● **Excerpt from a dataset**:
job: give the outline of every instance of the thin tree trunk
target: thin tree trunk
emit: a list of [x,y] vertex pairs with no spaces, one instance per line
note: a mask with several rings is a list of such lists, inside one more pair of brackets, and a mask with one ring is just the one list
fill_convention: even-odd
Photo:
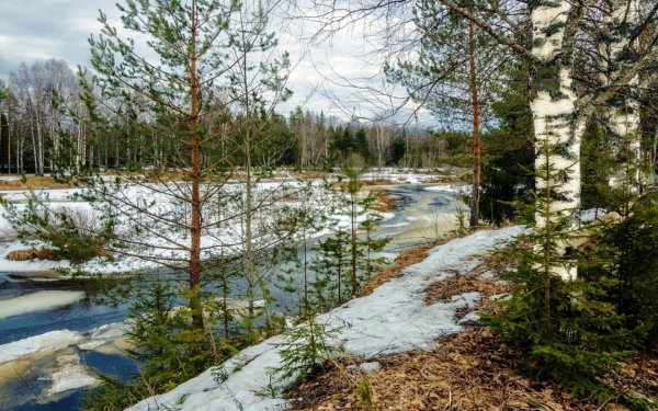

● **Job**: Output every line of the entries above word for word, leaving out the pictures.

● **Full solution**:
job: give the outline of every instance of the thin tree trunk
target: thin tree trunk
emit: a list of [x,y] vertex pairs with no spaces, one instance per line
note: a mask with several rings is a list of such lists, inside one more pair of brackets, and a mask with one ring is just the one list
fill_convention: even-odd
Photo:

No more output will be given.